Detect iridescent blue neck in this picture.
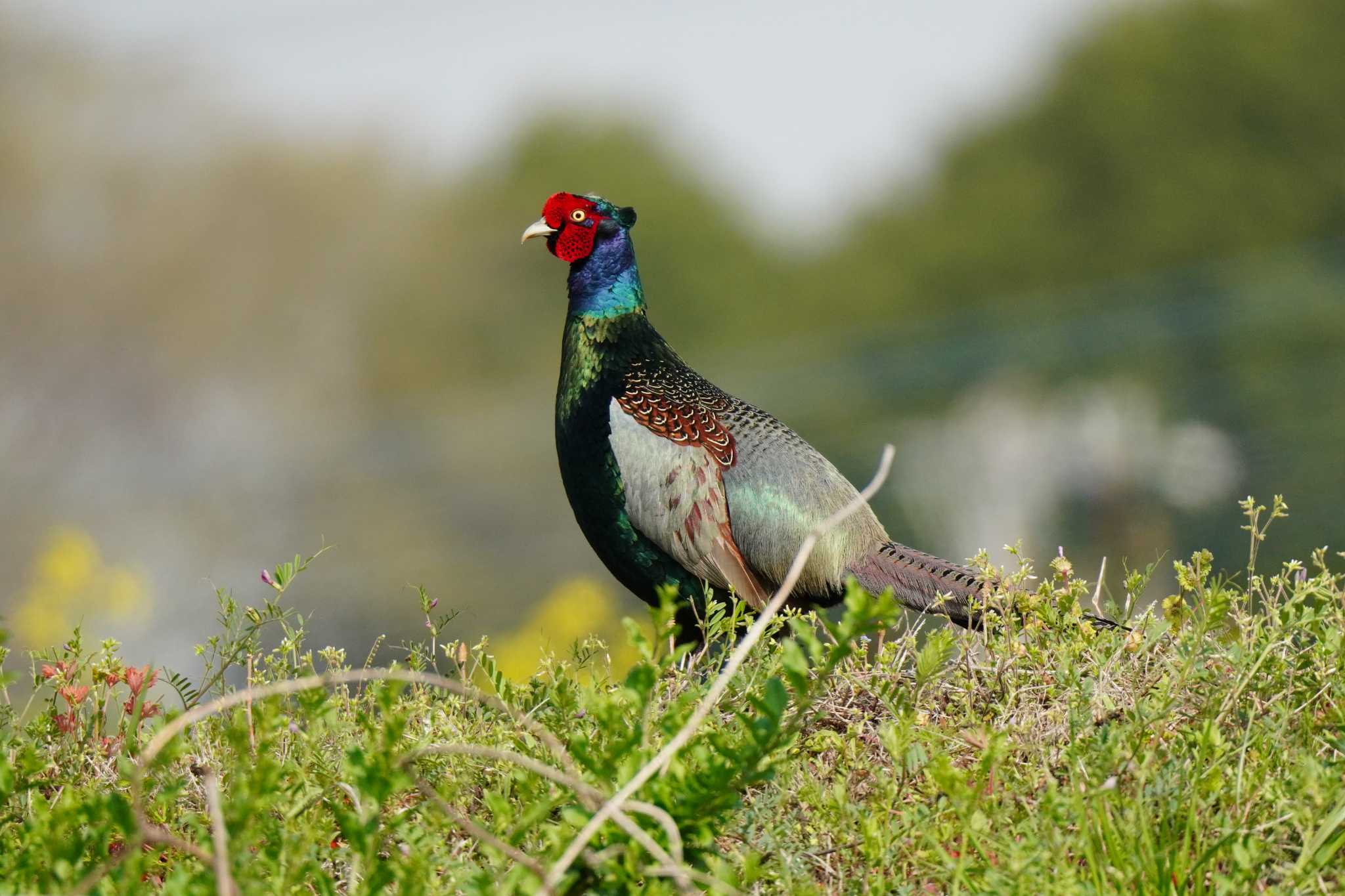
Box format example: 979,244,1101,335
569,228,644,317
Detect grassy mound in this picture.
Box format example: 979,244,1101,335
0,501,1345,895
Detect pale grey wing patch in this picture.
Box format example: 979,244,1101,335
721,399,888,597
608,399,769,607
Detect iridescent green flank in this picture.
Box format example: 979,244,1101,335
540,198,1104,633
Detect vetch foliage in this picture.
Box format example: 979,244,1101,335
0,500,1345,893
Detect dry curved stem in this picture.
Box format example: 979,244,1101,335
131,669,579,805
70,669,573,896
402,744,705,892
543,444,896,892
200,768,238,896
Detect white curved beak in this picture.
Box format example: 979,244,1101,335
519,218,556,244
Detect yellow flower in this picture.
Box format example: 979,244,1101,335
491,578,646,681
8,526,149,649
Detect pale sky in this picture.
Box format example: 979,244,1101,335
0,0,1143,230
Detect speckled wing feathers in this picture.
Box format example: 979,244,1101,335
612,349,887,601
609,399,769,607
616,360,737,466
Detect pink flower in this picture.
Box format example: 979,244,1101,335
60,685,89,710
127,664,159,697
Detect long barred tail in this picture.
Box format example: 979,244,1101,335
850,542,1124,629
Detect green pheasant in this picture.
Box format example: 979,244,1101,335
523,194,1124,630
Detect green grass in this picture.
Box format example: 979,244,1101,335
0,501,1345,896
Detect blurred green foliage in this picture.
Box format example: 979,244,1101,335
0,0,1345,652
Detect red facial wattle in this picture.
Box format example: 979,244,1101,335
542,194,603,262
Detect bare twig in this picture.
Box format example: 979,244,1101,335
1093,557,1107,618
200,773,236,896
246,653,257,759
543,444,896,891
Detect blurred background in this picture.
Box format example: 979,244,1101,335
0,0,1345,673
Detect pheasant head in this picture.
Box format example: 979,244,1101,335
523,194,635,262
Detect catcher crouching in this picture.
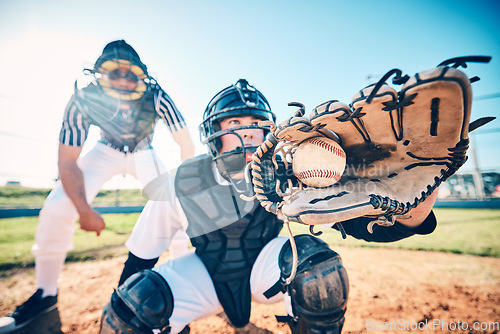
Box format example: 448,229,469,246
101,56,492,334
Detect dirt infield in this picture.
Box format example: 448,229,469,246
0,247,500,334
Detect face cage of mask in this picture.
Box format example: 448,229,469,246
83,68,158,101
202,125,269,193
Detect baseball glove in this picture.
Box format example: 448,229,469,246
251,56,493,229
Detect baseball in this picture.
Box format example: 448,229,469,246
292,137,346,188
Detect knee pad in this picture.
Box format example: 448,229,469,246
279,235,349,334
100,270,174,334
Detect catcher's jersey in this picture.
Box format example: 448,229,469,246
59,84,186,151
175,155,283,327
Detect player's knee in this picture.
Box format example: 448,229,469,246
100,270,174,334
279,235,349,334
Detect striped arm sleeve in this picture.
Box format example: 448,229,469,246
155,88,186,132
59,97,90,146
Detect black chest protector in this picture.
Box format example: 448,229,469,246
175,155,283,327
75,85,157,151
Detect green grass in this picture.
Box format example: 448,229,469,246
0,213,139,271
0,186,147,207
0,208,500,271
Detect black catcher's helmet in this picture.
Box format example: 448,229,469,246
84,40,152,101
199,79,276,175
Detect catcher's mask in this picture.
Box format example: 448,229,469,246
84,40,155,101
199,79,276,178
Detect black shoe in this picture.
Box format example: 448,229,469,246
0,289,57,334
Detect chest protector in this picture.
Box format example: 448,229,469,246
175,155,283,327
75,84,157,151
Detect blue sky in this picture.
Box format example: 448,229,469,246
0,0,500,186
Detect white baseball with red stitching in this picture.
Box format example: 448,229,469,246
293,137,346,188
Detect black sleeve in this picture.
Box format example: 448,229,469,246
333,211,437,242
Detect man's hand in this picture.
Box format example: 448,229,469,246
78,207,106,236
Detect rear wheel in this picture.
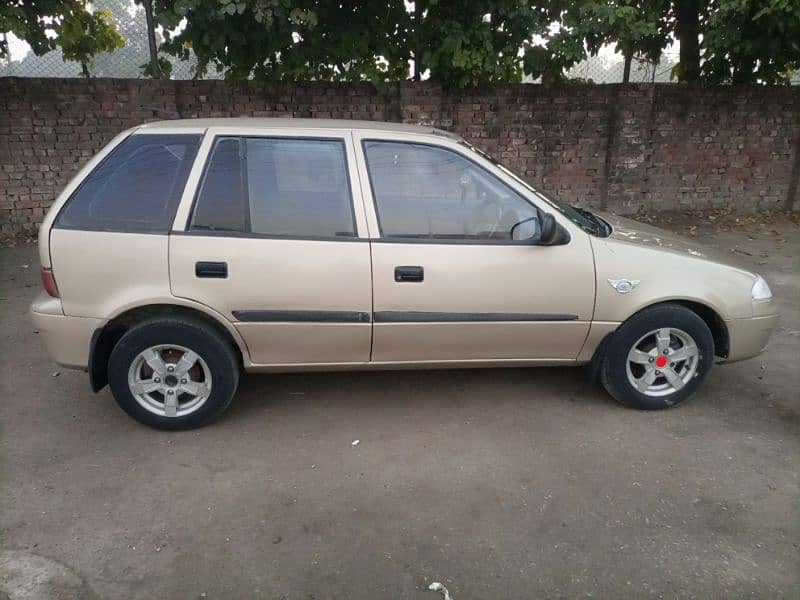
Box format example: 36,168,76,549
108,318,239,429
600,304,714,410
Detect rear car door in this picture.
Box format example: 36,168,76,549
170,128,372,365
354,132,595,363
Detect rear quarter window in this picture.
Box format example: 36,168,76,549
55,134,202,233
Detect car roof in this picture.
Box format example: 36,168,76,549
137,117,458,138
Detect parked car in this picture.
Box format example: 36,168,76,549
31,119,777,429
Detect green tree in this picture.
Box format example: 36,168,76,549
525,0,671,83
0,0,125,77
701,0,800,84
407,0,549,87
155,0,408,81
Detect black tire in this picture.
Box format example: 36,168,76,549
108,317,240,430
600,304,714,410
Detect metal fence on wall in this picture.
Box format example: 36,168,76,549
0,0,800,85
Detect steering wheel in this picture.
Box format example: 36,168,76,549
459,174,504,238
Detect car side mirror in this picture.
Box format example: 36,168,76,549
538,213,570,246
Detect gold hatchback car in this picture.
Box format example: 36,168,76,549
31,119,777,429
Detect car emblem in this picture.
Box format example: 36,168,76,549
608,278,639,294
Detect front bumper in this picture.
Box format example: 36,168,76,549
31,293,106,369
725,315,778,362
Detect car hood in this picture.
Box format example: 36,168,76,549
598,213,749,272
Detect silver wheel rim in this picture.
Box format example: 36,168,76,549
128,344,212,417
625,327,700,397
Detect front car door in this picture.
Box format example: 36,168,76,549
353,131,595,364
169,127,372,367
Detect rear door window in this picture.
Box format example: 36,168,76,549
190,137,356,239
56,134,201,233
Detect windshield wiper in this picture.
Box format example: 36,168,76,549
574,206,611,236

##############################

§ **EXERCISE**:
Reproduce everything from the beginning of the listing down to the line containing "608,399,769,607", swapping "grassy mound" for "grass-covered mound" and leaving all else unchanged. Omit the pictures from your reply.

§ **EXPECTED ANSWER**:
Detect iridescent blue neck in this picture.
Box format example: 979,244,1101,335
569,228,644,317
Detect grass-covered mound in this picture.
Box format example: 979,244,1101,335
0,501,1345,895
Detect pale grey wing patch in this picture.
Box format example: 979,244,1101,335
721,399,888,597
608,399,769,607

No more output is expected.